» What is needed: Could you repeat the part of the blog post that opens with "Imagine if you" and closes with "to their meals.", swapping "berries" for "mangoes"?

━━ Page extract ━━

Thursday, July 29, 2010

the first capitalist

Crow dropped by for a quick visit earlier today and told me about the first capitalist so I did a quick (and lazy) sketch to go along with the other story from his archives.

Imagine if you will a time long ago, an island filled with coconut trees, a veritable tropical paradise for all the happy monkey families who lived there. Although their diet mostly consisted of delicious coconuts, sometimes they went fishing or looked for berries just to add a little variety to their meals.

One day an odd monkey - one who had never fitted in very well with the tribe - decided to guard a particular coconut tree and charge the other monkeys a fee of a fish, or an oyster, or a handful of berries for the privilege of climbing the tree to harvest a coconut. The other monkeys laughed and ran off to get their coconuts elsewhere.

That night, while the other monkeys were asleep, the strange monkey fashioned an axe and chopped down every coconut tree except for the one he had chosen to guard. He gathered all the fallen coconuts into a pile near that last coconut tree and waited for the others to awaken.

I won't tell you the rest as it's a story you already know.

Sunday, July 25, 2010

baffling solutions

When you live in apartment complexes sometimes you're lucky enough to have windows on two sides but it's rare to have all of them overlooking mountains, rivers, or forests. We spent nearly eight years living in an especially nice townhouse where our bedroom had the mountain/river view. The back room, however, the one that served as our guest room/movie viewing/game playing space looked out on cat walk accesses to other apartments and would presumably allow people to look inside our lighted room. The good news was that window was at the end of a 'U' and faced west.

I don't like blinds and most curtains are boring; stained glass would have been perfect but I didn't have any so what I decided to do that first spring was to make something that would mimic its effect but be light enough to rustle like leaves when the window was opened.

How did I do it? tissue paper, transparent inks, bristol board, polymer varnish, and butcher's string. I spread plastic all over the living room floor and sprayed many dozens of tissue paper with a solution of ink and water. As they dried I stacked them and sprayed more. The process to get enough took weeks. Meanwhile, I cut wide ovals, and long rectangles from the bristol board, hollowing each one to about half an inch. Once there was enough colored tissue I laid the ovals etc. on the plastic, painted the edges with varnish and began layering torn pieces of the thin paper varnishing the whole. Each piece you see here was layered 6 times between front and back. As the groups were finished I trimmed the excess tissue and hole punched for the string.

The target date for finishing the project was midsummer's day when I knew it would light up as the sun moved across the building. This is the photograph I took that afternoon of my little personal installation called 'Summer Gate'. It's gone now but I'm glad of the picture.

This one isn't so pretty, nor was it as complicated to make, but by the time we moved here I was thinking about prayer flags. Every other panel says Om Mane Padme Om in Tibetan script and on a summer day like this one it's nice to imagine blessings on the warm breezes coming through the kitchen window. The extra good news is they blow both ways. I like to imagine every little bit helps.

━━━
━━ Data supplied ━━

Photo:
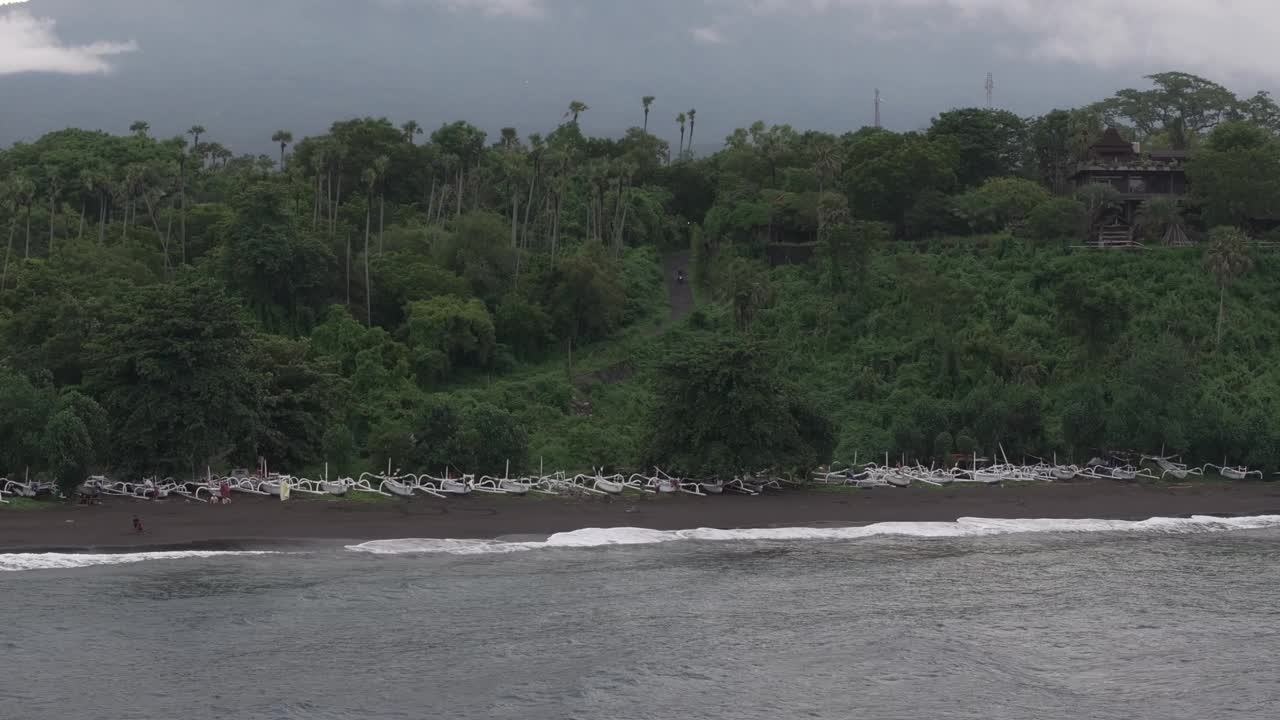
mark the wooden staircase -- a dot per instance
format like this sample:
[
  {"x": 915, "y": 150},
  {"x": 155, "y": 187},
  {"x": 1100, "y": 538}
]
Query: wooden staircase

━━━
━━ Data supplied ━━

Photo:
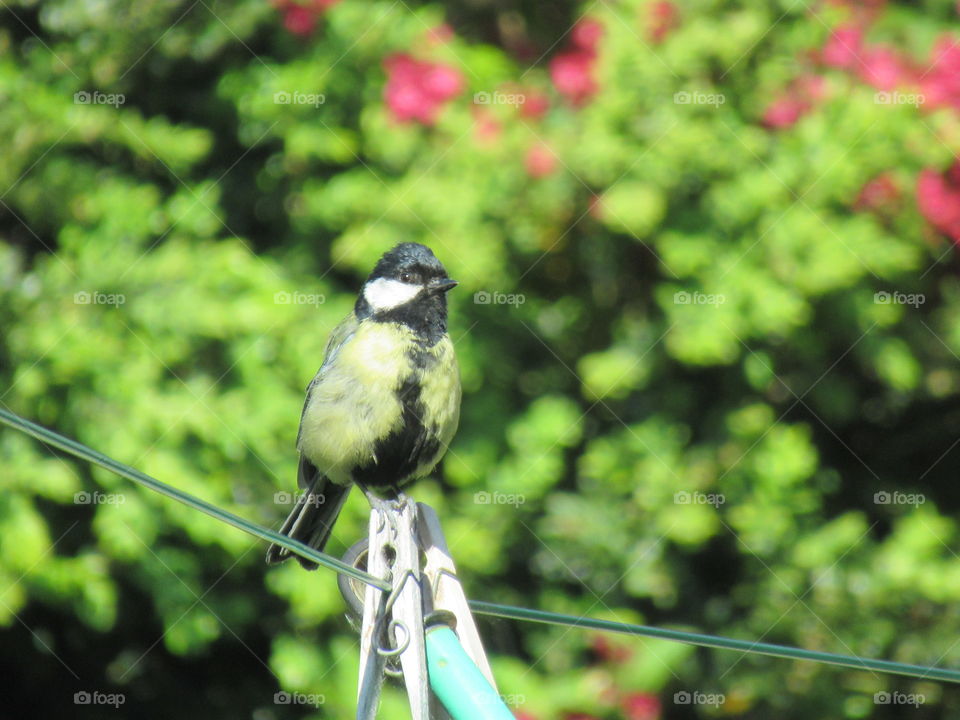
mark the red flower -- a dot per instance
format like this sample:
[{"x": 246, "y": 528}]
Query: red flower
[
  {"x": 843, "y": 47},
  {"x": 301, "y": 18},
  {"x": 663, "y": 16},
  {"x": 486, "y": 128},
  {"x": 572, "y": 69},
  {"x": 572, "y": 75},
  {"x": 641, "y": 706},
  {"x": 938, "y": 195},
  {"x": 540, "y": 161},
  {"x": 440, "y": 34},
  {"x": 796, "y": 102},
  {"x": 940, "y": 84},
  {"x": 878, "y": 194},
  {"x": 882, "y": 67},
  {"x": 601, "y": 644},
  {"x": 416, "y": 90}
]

━━━

» Correct output:
Imagine if you will a time long ago, an island filled with coconut trees, a veritable tropical paradise for all the happy monkey families who lived there. Although their diet mostly consisted of delicious coconuts, sometimes they went fishing or looked for mangoes just to add a little variety to their meals.